-- START INPUT FOR THIS TASK --

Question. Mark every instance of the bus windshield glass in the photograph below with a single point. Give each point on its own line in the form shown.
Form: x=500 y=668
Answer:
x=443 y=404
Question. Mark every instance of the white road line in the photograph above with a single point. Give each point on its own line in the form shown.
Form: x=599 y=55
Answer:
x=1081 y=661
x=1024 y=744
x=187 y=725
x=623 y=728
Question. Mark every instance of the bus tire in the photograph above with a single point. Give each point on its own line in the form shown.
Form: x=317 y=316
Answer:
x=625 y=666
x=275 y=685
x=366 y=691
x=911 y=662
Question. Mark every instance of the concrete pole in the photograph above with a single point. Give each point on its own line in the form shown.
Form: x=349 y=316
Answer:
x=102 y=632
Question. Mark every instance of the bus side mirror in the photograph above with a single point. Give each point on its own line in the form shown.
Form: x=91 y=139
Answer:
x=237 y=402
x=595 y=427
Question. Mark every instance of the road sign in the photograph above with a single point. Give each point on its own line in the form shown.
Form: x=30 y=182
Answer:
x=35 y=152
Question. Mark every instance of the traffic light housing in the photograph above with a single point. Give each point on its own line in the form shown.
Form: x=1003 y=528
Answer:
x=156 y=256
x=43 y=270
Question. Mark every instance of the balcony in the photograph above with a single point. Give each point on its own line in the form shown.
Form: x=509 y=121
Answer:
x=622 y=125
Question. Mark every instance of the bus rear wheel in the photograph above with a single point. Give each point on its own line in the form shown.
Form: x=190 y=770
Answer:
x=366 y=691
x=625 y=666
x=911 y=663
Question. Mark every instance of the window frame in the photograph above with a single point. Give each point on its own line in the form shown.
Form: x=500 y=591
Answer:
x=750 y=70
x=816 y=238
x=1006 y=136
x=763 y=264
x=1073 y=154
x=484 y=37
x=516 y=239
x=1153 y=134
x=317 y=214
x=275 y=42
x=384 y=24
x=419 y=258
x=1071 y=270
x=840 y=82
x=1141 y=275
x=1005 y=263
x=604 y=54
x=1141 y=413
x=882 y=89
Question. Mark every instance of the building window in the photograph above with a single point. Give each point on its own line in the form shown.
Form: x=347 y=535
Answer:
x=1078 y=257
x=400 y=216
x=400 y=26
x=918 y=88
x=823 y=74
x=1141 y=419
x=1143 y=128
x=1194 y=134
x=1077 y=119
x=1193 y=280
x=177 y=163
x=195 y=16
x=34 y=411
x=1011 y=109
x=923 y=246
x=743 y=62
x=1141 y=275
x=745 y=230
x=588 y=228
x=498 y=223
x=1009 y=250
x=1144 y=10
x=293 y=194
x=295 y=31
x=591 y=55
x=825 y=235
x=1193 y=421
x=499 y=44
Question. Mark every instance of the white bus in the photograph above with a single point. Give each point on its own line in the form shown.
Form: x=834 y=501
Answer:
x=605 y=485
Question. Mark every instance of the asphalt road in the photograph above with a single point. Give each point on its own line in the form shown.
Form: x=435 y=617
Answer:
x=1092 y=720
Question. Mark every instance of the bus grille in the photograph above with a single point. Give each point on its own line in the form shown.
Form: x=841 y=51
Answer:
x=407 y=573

-- END INPUT FOR THIS TASK --

## EXERCISE DIRECTIONS
Copy out all of the records above word for word, keeping every line unchanged and in its original order.

## WORKED ANSWER
Question. Mark every instance of the bus windshield glass in the photograph below with a single point. Give each point on its own line in the form shown.
Form: x=500 y=668
Answer:
x=443 y=404
Question. Mark every instance of the white road line in the photograph above with a single point. Give each point on its own line in the form shown.
Form: x=599 y=55
Answer:
x=1081 y=661
x=1024 y=744
x=187 y=725
x=623 y=728
Question. Mark every instance of the bus tire in the photograph above with a single point. Give each point on its own line in the form shown.
Form: x=317 y=316
Answer:
x=625 y=666
x=275 y=685
x=366 y=691
x=911 y=662
Question. Mark every instance of the concrete pole in the photograph above with a single point. Give each point on its own line in the form shown.
Form: x=349 y=316
Answer:
x=102 y=632
Question. Mark every instance of the bus side mirror in the photograph above with a single point. Give each point on its own line in the form shown.
Form: x=91 y=139
Answer:
x=237 y=402
x=595 y=427
Question. Mark every instance of the road sign in the photograph above with a single point. Give each point on its own line in the form shown.
Form: x=30 y=182
Answer:
x=35 y=152
Question. Mark every instance of the traffic light housing in the photograph above with a single point. Give each point on its own line in the form shown.
Form: x=1003 y=528
Answer:
x=156 y=256
x=43 y=270
Question. Mark every instance of the balcony in the photograph above with a single point. Give each point on its own line in the form shown.
Form: x=509 y=121
Answer:
x=622 y=125
Question. Mark every instance of the bus rear wheel in the photograph above with a single point. Give each point on its own line in the form shown.
Form: x=190 y=770
Answer:
x=366 y=691
x=625 y=666
x=911 y=663
Question. Mark every instance of the window frame in the photograph above with a single point. Give each point on its own line in the form shown.
Form: x=500 y=591
Answer:
x=750 y=70
x=816 y=238
x=1006 y=136
x=763 y=264
x=1073 y=154
x=484 y=37
x=516 y=239
x=1153 y=134
x=317 y=214
x=275 y=42
x=384 y=24
x=419 y=258
x=1071 y=270
x=840 y=82
x=1141 y=275
x=1005 y=263
x=604 y=54
x=1141 y=413
x=882 y=89
Question. Mark every instance of the building window in the photograph above with a single point. Give each point on its own line in the form shown.
Form: x=347 y=535
Answer:
x=1078 y=257
x=400 y=216
x=400 y=26
x=918 y=88
x=823 y=74
x=1141 y=419
x=1143 y=128
x=1194 y=134
x=1077 y=119
x=1193 y=280
x=177 y=163
x=195 y=16
x=34 y=411
x=1011 y=109
x=923 y=246
x=743 y=62
x=1141 y=275
x=745 y=230
x=588 y=228
x=498 y=223
x=1009 y=250
x=1144 y=10
x=293 y=194
x=295 y=31
x=591 y=55
x=825 y=235
x=1193 y=421
x=499 y=44
Question. Mark every instance of the white bus in the photograph above with a single point. Give each point on its own line in the form shown.
Form: x=834 y=501
Answer:
x=605 y=485
Question. Mark every instance of the asphalt road in the photograph above with a single point. Give each point on its own line in the form shown.
Form: x=435 y=617
Answer:
x=1092 y=720
Question. Mark every instance of the bus grille in the photograph above with a single point. Give each point on its own line in the form shown.
Form: x=841 y=51
Answer:
x=407 y=573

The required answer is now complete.